> **EXTRAIT DU TEXTE**
=-=-=-=-=
Résumé de la première conférence donnée par Akop Nazaretian lors du cours universitaire « Approches théoriques de l’histoire », organisé par le département de philosophie de l’Université centrale Marta Abreu de las Villas, en collaboration avec le Centre d’études humanistes Toltecáyotl et l’agence de presse internationale Pressenza.

Le cours a débuté par quelques mots du professeur Rafael Pla León et le discours de María Teresa Vila Bormey sur « Le problème de la conscience historique et la philosophie de l’histoire ».

Les scénarios mondiaux du XXIe siècle dans le contexte de la méga-histoire

Akop Nazaretian, 24 avril 2018.

Hier, notre collègue, Maria Teresa, nous a parlé des conceptions de l’histoire de Hegel et du marxisme. La semaine prochaine, le 5 mai, nous célébrons le bicentenaire de Karl Marx. C’est pourquoi j’aimerais commencer par une citation. Dans la première moitié du XIXe siècle, Marx et Engels on écrit : « Nous ne connaissons qu’une science, la science de l’histoire. Seule l’histoire peut être considérée sous les deux aspects, se divisant en histoire de la nature et histoire de l’humanité ». Ils ont anticipé beaucoup des progrès de la science, mais ils n’auraient pas pensé que l’histoire de la nature aurait englobé bien plus que l’histoire de la Terre… Les scientifiques matérialistes de cette époque imaginaient que l’évolution n’englobait que la Terre et le système solaire. L’univers n’avait pas de commencement ni de fin, il résultait donc antihistorique. On a pensé ainsi pendant plusieurs décennies.

Je vais citer un autre scientifique très connu : Michio Kaku. Il a dit : « Les générations actuelles sont les plus importantes de toute l’histoire de l’humanité et de la préhistoire ». En effet, ce sont elles qui détermineront si l’humanité progressera vers son nouvel objectif évolutif.
=-=-=-=-=
> **DONNÉES PRÉSENTÉES**
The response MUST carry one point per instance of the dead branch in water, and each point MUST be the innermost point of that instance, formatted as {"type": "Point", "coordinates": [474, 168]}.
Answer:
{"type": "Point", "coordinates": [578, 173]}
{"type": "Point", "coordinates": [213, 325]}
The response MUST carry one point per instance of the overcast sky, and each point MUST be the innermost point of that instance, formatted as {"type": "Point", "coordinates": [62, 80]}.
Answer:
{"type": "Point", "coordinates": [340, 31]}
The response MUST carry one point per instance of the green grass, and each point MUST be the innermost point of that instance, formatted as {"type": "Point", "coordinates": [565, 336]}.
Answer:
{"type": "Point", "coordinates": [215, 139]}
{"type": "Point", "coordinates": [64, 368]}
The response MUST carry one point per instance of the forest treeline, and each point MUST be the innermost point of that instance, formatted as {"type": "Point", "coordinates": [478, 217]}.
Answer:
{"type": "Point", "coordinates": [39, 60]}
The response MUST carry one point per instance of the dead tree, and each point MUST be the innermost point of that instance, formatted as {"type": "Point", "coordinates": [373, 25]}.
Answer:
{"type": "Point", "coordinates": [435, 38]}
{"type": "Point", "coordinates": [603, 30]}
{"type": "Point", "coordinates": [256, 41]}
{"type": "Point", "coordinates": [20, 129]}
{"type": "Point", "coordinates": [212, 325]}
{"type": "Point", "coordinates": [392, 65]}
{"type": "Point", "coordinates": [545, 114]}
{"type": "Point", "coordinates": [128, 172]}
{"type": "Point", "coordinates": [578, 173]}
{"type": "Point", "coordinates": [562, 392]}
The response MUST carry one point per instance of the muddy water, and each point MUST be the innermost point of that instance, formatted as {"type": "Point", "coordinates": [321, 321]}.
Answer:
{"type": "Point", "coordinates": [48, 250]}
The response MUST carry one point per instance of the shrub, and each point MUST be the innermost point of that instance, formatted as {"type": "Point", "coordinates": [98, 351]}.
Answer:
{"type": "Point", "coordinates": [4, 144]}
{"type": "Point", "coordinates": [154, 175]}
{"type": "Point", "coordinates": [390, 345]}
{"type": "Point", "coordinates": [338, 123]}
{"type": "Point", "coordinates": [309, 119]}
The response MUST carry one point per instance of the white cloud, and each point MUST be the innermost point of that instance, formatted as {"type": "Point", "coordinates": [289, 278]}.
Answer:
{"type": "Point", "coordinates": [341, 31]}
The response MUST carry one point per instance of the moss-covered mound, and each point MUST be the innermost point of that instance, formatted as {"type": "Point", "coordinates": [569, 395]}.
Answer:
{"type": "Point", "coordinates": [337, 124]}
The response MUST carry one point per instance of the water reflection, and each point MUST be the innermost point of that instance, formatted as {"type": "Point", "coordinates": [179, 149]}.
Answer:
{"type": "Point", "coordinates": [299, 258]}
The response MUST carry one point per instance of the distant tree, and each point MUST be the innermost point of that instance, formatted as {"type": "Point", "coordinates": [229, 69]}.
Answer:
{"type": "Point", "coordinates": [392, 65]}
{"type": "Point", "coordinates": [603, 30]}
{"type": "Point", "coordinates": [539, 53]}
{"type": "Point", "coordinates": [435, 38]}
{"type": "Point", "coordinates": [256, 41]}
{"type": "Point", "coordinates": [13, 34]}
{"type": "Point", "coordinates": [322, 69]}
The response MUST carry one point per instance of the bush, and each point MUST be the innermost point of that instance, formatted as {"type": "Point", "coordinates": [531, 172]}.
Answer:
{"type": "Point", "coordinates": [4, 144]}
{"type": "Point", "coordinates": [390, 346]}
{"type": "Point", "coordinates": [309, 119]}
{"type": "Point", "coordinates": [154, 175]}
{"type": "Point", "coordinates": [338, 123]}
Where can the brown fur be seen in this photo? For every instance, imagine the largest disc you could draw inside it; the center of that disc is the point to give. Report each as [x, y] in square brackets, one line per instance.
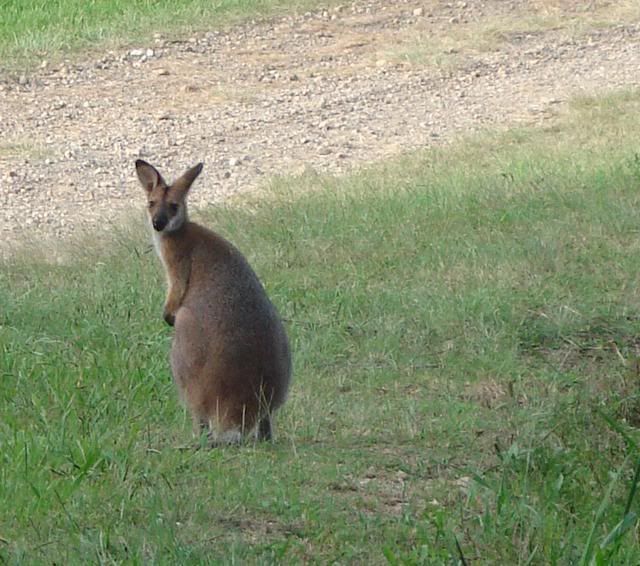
=-=-=-=-=
> **SÉRIE D'EXERCICES**
**1.** D'après l'extrait sur la méga-histoire, à quelle date tombe le bicentenaire de Karl Marx ?
**2.** Rédigez la suite de l'extrait sur la méga-histoire en partant de sa dernière phrase.

> **RÉPONSES PAR EXERCICE**
**1.** Le 5 mai.

**2.**
Nos épouses donnent peut-être naissance à des dieux potentiels, qui auront accès à quelques formes d’immortalité et de maîtrise cosmique ou qui seront une génération de kamikazes qui entameront la chute irréversible de l’anthroposphère.

En ce qui concerne l’histoire universelle, telle que nous la comprenons maintenant, durant les XVIIIe et XIXe siècles, trois modèles de l’histoire ont été établis en Europe. D’abord un nouveau modèle, celui du progrès et du développement, géo-centriste ou linéaire, allant du pire scénario au meilleur. Telle était la vision en Europe centrale. L’Europe orientale, la Chine, le Japon, l’Amérique étaient considérés périphériques.

Selon un autre modèle plus traditionnel, le monde est sur une trajectoire descendante (depuis l’âge d’or…). Cela était soutenu par la thermodynamique (la croissance de l’entropie au fil du temps).

Certains physiciens ont dit que ces deux modèles ne pouvaient être vrais. On s’amusait alors à comparer la thermodynamique à une vieille tante, qui n’est pas sympathique mais a toujours raison.

Ils ont ensuite commencé à penser que l’histoire n’est pas généralisée à toutes les civilisations.

C’est à cette époque, à la fin du XVIIIe siècle, qu’a été élaborée la conception de l’histoire au sens que nous lui donnons aujourd’hui ; auparavant, on utilisait le terme « histoire » au pluriel, comme s’il s’agissait du récit d’événements distincts.

Au début du XXe siècle, les Européens entrèrent dans une vague d’espoir. Tout serait mieux qu’avant : la morale, l’économie, etc. Cela était écrit dans d’excellents ouvrages et on disait qu’il ne pourrait jamais plus y avoir des guerres ! On réservait celles-ci à l’Afrique, l’Asie ou l’Amérique ; mais l’Europe serait libre de guerres pour toujours. L’histoire et les guerres étaient des choses du passé. Mais les deux guerres mondiales en Europe ont changé l’humeur des Européens. Ils ont dû admettre qu’ils s’étaient trompés. Toynbee écrivit qu’il devait finir son livre en 16 volumes sur l’histoire seulement parce qu’il avait promis de le faire.

La conception de l’histoire globale est apparue dans les années 80. L’histoire de l’humanité ne peut être dissociée des processus évolutifs de la nature, puisque l’histoire de la Terre elle-même fait partie de l’histoire de l’univers. Pendant quelque 14 milliards d’années, des structures de plus en plus complexes se sont développées. Depuis le Big Bang – qui est l’horizon de notre vision rétrospective – les transformations de l’univers suivent certains vecteurs… Dans les années 70 et 80, on a découvert la flèche du temps cosmique. Jusque-là, personne n’avait pu contredire la flèche du temps thermodynamique.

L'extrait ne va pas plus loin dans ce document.